Natural-language object grounding data:

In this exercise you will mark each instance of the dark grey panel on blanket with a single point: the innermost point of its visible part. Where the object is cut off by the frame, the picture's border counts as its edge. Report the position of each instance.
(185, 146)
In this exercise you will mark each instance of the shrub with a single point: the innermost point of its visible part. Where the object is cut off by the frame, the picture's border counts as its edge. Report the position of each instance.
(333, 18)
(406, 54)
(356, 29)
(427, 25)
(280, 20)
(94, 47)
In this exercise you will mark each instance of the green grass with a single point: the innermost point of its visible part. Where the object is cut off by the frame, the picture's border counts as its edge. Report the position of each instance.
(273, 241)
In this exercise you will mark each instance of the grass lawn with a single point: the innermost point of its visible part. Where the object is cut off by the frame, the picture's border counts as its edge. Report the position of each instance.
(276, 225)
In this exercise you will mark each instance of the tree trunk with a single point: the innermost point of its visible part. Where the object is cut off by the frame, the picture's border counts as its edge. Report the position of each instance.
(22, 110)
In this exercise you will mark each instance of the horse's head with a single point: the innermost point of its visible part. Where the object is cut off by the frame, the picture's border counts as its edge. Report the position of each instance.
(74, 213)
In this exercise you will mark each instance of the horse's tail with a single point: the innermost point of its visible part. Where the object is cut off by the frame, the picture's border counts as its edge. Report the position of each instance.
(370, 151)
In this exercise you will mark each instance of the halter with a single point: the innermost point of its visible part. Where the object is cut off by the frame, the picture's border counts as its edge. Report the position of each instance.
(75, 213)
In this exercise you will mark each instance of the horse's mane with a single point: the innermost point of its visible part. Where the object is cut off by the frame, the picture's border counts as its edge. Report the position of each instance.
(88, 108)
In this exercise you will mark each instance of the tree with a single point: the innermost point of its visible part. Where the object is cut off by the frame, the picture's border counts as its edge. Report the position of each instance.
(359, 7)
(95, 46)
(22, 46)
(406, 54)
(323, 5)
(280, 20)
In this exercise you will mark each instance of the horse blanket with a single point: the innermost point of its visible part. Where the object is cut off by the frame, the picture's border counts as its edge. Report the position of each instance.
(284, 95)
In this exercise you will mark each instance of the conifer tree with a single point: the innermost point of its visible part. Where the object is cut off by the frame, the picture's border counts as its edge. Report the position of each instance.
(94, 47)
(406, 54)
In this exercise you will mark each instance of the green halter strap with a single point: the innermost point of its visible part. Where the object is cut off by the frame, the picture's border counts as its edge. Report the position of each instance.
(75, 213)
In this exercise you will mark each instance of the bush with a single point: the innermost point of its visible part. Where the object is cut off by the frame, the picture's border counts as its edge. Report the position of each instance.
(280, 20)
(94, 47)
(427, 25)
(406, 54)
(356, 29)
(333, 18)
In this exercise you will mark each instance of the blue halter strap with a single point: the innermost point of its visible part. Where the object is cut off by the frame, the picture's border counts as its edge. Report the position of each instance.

■ **Assigned task**
Retype the records above exactly as they appear.

■ **Finished task**
In this exercise you will mark each instance of the dark grey panel on blanket with a single point: the innermost point of its visible part. Where the object is cut off by the frame, the picture's border counts as its edge. Report the position of each instance.
(185, 146)
In this exercise you will mark each instance of the shrub with a single point: the innermost point of its visible part. Where the object is cut off by the frame, the picture's border counts as its edge. Report the position of each instance.
(333, 18)
(406, 54)
(356, 29)
(427, 25)
(280, 20)
(94, 47)
In this exercise you will mark each instance of the green grass with a single point: the innermost point of its visible part. Where the object is cut off by the frame, the picture's border counts as its edge. Report the position of each instance.
(273, 241)
In this exercise you will mark each instance of the grass lawn with a single point: the innermost point of its visible part. Where the object is cut off by the frame, the picture's border counts as its edge. Report the position of each instance.
(276, 225)
In this exercise you will mark each instance of the tree trunk with a single point: the innermost point of its visible part. Where the object is cut off by the frame, the picture's border counts as its edge. Report the position of each instance.
(22, 110)
In this exercise you will mark each instance of the horse's head with a single point: the innermost point of its visible part. Where the object is cut off by the frame, the picture's border counts as its edge. Report the position of each instance.
(74, 213)
In this exercise you will mark each instance of the horse's tail with a single point: the innermost point of its visible part. Where the object is cut off by the frame, the picture's border counts as its edge. Report the position of each instance.
(370, 151)
In this exercise you will mark each instance of the halter with a single point: the innermost point of its visible part. Where the object is cut off by the frame, the picture's border counts as its edge. Report the position of each instance.
(75, 213)
In this exercise you will mark each instance of the horse's mane with a single point: the innermost point of its visible part. Where the object is cut off by the frame, the picture's border counts as its edge. Report the position of each instance.
(88, 108)
In this exercise you will mark each instance of the tree with a single point: the innermost point of its visible part. Where the object is cut off by the frame, the picture's border counts as its edge. Report the position of each instance.
(359, 7)
(95, 46)
(22, 46)
(406, 54)
(323, 5)
(280, 20)
In this exercise you will mark each instance of the horse blanket with a single point: the innermost point of its visible part. Where the object is cut off by the frame, the picture's border counts as its edge. Report the position of each instance.
(284, 95)
In this exercise you will mark each instance of the conifer tree with a single point: the innermost point of its visible part. Where the object is cut off by the frame, the picture's border counts as its edge. Report the position of each instance.
(94, 47)
(406, 54)
In this exercise you will mark each instance of the green halter strap with a single point: the innermost point of its visible part. Where the object is cut off by the frame, the picture's border counts as its edge. Report the position of each instance.
(75, 213)
In this exercise you will mark each instance of the bush with a single point: the innermost point of its visible part. Where the object is cut off by the frame, the picture's border counts as its edge. Report the position of each instance.
(280, 20)
(94, 47)
(427, 25)
(406, 54)
(356, 29)
(333, 18)
In this exercise you will mark each instance of the blue halter strap with a single point: the innermost point of its visible part. Where the object is cut off by the frame, the picture's border counts as its edge. Report the position of each instance.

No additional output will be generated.